▶ [Records from a dataset]:
----

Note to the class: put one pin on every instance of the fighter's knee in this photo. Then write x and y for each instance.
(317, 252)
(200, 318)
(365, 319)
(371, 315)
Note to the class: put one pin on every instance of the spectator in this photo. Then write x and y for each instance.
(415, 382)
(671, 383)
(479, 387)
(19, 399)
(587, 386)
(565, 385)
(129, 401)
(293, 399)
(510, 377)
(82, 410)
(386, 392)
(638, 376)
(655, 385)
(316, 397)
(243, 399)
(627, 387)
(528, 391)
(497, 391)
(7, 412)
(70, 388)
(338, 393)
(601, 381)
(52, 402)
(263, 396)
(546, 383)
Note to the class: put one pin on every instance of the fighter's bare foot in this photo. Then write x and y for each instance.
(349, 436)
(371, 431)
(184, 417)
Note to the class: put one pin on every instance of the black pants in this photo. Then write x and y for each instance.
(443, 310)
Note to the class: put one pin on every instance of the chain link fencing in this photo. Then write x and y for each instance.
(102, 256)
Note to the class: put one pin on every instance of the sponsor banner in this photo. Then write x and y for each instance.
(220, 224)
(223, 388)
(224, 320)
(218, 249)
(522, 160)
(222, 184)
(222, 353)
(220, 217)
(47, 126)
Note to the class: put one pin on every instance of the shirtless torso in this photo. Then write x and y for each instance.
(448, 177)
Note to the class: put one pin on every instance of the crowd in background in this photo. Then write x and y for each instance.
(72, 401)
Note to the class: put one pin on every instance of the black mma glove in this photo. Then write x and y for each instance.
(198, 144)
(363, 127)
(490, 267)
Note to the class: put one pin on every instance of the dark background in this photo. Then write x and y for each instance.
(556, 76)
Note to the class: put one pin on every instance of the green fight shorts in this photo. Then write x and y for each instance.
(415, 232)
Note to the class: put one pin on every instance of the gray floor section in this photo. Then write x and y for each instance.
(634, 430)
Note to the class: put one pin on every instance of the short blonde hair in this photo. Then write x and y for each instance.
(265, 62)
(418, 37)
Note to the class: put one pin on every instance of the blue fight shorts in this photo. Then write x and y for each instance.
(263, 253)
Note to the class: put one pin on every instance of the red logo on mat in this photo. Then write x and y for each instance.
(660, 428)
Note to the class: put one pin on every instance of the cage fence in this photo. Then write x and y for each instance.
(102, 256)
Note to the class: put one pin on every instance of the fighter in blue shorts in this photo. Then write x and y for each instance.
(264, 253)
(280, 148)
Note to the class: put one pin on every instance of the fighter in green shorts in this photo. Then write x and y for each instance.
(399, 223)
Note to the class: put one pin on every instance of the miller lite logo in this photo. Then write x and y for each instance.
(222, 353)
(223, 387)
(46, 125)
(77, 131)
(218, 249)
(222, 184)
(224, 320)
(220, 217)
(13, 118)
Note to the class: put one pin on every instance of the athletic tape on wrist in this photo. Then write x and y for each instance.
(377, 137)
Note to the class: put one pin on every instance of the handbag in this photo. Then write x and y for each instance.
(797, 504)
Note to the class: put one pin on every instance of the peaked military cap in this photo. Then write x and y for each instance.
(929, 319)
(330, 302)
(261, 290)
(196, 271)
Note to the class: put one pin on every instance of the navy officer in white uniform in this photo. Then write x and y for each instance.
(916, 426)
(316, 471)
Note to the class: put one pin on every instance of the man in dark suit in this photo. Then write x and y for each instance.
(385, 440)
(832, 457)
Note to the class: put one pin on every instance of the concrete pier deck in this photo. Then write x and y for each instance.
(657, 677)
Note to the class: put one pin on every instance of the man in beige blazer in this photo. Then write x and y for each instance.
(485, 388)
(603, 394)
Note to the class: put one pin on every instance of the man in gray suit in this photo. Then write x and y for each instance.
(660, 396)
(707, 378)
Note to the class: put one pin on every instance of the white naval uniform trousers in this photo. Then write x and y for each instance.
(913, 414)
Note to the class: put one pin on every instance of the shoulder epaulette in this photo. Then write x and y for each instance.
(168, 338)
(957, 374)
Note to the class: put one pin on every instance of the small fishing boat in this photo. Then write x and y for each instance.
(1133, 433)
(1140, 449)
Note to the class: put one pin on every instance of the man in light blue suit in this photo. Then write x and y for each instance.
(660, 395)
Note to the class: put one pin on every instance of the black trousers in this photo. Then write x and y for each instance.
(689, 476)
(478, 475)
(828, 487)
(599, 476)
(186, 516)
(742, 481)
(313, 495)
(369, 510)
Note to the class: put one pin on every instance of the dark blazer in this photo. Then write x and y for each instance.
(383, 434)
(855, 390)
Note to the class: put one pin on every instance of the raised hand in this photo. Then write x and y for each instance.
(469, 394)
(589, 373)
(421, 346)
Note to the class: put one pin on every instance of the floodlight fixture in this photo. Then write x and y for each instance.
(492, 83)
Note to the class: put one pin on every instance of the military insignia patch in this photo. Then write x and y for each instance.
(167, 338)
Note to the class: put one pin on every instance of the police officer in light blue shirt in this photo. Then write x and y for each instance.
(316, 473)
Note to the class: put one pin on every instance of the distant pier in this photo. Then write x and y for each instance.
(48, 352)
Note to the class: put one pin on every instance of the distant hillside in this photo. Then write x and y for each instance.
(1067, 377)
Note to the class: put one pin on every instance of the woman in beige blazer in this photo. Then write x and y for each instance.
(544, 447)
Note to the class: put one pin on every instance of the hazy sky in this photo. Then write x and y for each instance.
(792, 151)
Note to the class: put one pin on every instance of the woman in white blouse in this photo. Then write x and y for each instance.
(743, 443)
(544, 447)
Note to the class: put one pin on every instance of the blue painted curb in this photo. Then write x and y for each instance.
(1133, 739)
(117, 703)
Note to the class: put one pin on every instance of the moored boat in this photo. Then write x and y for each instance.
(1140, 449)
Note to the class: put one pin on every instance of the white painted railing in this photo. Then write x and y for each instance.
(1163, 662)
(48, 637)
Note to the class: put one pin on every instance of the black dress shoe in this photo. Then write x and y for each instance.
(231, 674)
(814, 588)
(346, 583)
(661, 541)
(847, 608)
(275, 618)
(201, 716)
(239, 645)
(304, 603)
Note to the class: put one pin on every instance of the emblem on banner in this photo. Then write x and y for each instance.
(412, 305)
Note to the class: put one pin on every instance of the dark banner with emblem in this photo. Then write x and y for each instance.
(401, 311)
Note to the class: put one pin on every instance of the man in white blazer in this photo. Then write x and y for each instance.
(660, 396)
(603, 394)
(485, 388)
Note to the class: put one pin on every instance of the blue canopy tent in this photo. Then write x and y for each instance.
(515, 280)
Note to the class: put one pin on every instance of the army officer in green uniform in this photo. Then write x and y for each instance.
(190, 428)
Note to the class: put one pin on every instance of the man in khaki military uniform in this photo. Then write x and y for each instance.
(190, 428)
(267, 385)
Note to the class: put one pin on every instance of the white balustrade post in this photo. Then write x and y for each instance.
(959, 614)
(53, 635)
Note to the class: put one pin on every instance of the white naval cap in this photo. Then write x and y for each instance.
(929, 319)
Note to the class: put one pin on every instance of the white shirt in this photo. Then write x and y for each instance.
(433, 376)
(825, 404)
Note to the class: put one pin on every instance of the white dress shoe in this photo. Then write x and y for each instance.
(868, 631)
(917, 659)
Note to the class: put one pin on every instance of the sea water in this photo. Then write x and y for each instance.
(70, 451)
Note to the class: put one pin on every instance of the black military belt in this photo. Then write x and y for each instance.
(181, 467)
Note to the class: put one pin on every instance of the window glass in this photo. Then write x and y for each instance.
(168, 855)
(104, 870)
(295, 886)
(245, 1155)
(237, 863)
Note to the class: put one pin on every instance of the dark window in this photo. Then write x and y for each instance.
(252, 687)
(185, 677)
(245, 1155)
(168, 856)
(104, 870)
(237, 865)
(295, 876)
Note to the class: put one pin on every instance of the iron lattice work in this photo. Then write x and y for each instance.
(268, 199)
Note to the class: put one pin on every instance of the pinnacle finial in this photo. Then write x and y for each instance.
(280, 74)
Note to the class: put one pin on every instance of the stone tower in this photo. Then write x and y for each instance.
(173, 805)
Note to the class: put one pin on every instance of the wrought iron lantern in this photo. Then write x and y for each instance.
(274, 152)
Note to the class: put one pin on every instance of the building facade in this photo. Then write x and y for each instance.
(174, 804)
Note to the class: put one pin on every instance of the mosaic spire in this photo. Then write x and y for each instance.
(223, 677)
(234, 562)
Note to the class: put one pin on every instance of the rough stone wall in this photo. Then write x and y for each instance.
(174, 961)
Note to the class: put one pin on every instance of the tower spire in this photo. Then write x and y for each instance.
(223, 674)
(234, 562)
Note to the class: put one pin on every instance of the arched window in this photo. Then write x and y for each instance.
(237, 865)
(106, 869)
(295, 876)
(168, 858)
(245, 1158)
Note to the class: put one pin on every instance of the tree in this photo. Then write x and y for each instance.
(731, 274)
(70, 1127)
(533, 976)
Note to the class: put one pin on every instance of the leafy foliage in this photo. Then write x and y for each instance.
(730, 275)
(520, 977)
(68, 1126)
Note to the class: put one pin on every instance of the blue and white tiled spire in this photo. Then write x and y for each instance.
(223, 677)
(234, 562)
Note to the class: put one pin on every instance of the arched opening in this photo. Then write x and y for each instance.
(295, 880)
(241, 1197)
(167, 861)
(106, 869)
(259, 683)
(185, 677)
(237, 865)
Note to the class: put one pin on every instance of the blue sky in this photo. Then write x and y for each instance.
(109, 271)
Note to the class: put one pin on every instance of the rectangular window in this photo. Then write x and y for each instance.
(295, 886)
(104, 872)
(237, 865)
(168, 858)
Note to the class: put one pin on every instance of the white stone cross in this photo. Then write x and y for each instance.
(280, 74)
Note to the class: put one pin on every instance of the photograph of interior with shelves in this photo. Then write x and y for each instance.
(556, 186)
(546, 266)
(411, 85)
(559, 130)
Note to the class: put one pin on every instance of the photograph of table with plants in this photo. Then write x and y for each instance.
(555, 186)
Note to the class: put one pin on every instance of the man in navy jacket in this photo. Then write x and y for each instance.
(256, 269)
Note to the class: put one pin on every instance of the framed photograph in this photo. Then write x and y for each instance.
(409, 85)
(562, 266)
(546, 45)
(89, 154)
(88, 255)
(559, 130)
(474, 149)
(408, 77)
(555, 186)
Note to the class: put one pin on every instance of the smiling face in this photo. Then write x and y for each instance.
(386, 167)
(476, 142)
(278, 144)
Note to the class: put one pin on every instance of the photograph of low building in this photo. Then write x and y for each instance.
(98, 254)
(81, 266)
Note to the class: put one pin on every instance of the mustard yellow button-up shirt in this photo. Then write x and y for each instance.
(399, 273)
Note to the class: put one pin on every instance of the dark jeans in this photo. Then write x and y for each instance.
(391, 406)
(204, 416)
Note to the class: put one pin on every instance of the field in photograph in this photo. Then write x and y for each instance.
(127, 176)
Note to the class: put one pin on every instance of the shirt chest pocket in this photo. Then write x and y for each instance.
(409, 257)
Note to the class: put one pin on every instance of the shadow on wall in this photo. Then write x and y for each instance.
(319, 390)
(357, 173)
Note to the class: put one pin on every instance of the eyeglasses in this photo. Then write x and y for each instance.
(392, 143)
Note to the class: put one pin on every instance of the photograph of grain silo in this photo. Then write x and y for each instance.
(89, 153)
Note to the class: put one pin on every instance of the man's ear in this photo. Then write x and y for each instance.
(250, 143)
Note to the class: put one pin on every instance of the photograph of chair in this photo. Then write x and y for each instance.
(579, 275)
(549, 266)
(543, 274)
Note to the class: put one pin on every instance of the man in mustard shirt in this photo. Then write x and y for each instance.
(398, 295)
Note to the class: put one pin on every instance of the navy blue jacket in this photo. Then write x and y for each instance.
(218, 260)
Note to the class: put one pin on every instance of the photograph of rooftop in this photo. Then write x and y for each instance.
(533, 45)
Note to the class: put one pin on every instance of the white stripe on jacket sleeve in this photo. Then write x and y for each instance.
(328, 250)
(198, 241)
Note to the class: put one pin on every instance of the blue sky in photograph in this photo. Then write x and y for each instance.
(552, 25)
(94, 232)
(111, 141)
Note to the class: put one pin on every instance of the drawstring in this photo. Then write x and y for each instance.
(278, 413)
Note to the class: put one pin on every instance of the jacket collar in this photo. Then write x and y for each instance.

----

▶ [STATED EXERCISE]: Reproduce exactly the line that holds "the white stripe", then every line after it, ending with the final line of the records above.

▶ [WRITTEN SOLUTION]:
Note to the class: put one pin on every instance of the white stripe on jacket sleeve in this photo. Then write x and y for each instance.
(328, 250)
(198, 241)
Note to the class: put one pin on every instance of the blue sky in photograph in this photo. Then write x and y for each instance.
(552, 25)
(94, 232)
(111, 141)
Note to the class: put one pin on every instance of the drawstring in this photo. Then write x and y for each instance.
(278, 413)
Note to the class: put one pin on every instance of the jacket collar in this photo. Then write x and y for each instance.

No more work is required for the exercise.